Aim of the task
Give all of the lines again, with nothing added or dropped.

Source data
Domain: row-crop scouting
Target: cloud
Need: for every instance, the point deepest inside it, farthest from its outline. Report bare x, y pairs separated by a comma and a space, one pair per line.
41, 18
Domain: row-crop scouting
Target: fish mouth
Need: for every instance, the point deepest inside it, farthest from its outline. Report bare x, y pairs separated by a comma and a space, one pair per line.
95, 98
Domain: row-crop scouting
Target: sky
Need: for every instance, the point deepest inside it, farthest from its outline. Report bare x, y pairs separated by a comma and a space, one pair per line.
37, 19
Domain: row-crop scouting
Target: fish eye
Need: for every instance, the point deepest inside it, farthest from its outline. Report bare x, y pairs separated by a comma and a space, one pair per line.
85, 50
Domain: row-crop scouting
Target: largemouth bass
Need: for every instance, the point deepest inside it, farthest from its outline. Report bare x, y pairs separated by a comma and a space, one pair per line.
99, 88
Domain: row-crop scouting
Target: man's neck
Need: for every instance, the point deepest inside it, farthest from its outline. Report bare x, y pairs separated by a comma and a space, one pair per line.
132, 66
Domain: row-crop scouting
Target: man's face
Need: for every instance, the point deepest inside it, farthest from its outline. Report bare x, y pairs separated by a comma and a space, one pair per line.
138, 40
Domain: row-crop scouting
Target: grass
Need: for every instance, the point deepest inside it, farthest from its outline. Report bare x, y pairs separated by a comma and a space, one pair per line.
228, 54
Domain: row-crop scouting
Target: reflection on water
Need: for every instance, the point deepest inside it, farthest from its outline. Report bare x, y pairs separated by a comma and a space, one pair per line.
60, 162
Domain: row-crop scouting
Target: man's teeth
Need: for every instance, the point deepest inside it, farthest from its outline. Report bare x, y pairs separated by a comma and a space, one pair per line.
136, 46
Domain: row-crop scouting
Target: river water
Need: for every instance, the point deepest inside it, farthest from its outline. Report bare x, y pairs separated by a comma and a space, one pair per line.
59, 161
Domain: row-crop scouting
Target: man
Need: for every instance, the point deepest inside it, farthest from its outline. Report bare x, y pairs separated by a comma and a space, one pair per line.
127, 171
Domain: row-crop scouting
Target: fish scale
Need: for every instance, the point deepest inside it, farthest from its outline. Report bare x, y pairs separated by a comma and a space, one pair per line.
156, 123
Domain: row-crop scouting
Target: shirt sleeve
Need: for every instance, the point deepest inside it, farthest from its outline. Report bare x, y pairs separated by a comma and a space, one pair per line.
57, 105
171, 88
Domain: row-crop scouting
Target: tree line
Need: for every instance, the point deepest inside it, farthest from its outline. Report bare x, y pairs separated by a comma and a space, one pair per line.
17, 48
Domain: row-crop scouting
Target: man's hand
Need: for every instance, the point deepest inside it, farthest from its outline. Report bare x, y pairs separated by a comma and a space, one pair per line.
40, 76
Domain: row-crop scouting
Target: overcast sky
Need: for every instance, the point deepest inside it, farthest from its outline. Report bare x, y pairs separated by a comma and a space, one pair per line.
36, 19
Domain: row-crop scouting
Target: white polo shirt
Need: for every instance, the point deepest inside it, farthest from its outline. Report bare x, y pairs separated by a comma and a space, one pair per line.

Solution to this exercise
Domain: row-crop scouting
Target: cloud
Need: for every instance, the point deepest inside it, farthest from its outline. Report bare x, y pairs separated by a comma and a space, one pair per line.
41, 18
Domain: row-crop scouting
Target: fish mouth
Need: for every instance, the point deepest inside it, farthest from its outline. Report bare x, y pairs separated by a comma and a space, one pair per line.
95, 98
Domain: row-crop scouting
Target: sky
Need: for every instance, the point deepest inside it, farthest from its outline. Report bare x, y pairs separated by a comma and a space, one pair per line.
37, 19
Domain: row-crop scouting
Target: fish eye
Need: for every instance, the point deepest inside it, farthest from its outline. Report bare x, y pairs separated by a comma and a space, one pair per line.
85, 50
Domain: row-crop scouting
Target: largemouth bass
Need: for every instance, the point deepest inside it, farthest from its outline. Report bare x, y pairs separated by a comma and a space, one pair per line.
99, 88
Domain: row-crop scouting
Target: man's neck
Need: for every instance, the point deepest inside it, farthest from its outline. Report bare x, y pairs separated by a comma and a space, one pair per line.
132, 66
Domain: row-crop scouting
Target: man's face
Need: for every instance, the point deepest inside it, farthest from its outline. Report bare x, y pairs separated by a comma and a space, one pair per line.
138, 40
Domain: row-crop scouting
Target: grass
Need: for every instance, the point deepest inside it, farthest from its outline. Report bare x, y pairs separated by a comma and a space, one pair per line.
228, 54
Domain: row-crop scouting
Target: reflection on water
Need: for every instance, the point deepest inside it, farthest from its outline. Report bare x, y pairs separated by a comma and a space, one pair per line.
60, 162
Domain: row-crop scouting
Target: man's teeth
Need: for every instance, the point deepest inside it, farthest from its outline. Report bare x, y pairs separated by a comma and a space, one pair per line.
136, 46
Domain: row-crop scouting
Target: river water
Need: for every instance, the point deepest inside it, farthest from its outline. Report bare x, y pairs separated by a comma and a space, one pair per line.
59, 161
Domain: row-crop scouting
Target: man
Need: for every instance, the point deepest inside it, farthest from its outline. Report bare x, y pairs separated by a comma and a space, one pair per line.
127, 171
Domain: row-crop scouting
Target: fish scale
Need: for every instance, the point deepest inside it, farthest from its outline. Report bare x, y pairs separated by a comma and a space, one pair per line.
156, 123
Domain: row-crop scouting
Target: shirt sleeve
Need: for every instance, the point deepest inside it, farthest from its outline. Report bare x, y pairs separated by a comma and a space, one pair per line.
57, 105
171, 88
Domain: row-crop scouting
Target: tree line
Need: for every instance, the point deepest inside it, farthest from its outline. Report bare x, y pairs separated by a comma and a space, one pair per line.
17, 48
Domain: row-crop scouting
Target: man's hand
Need: for every instance, the point deepest inside it, farthest from its outline. Report bare x, y pairs separated by a comma and a space, one pair per line.
40, 76
Domain: row-crop scouting
Target: overcast sky
Need: for every instance, the point deepest inside it, farthest from its outline. Report bare x, y pairs separated by a comma and a space, one pair per line.
36, 19
Domain: row-crop scouting
Target: white polo shirt
Need: for every instance, the point deepest inside it, farthest from its outline. Report bare x, y pairs separated by a comma and a space, one pair per line.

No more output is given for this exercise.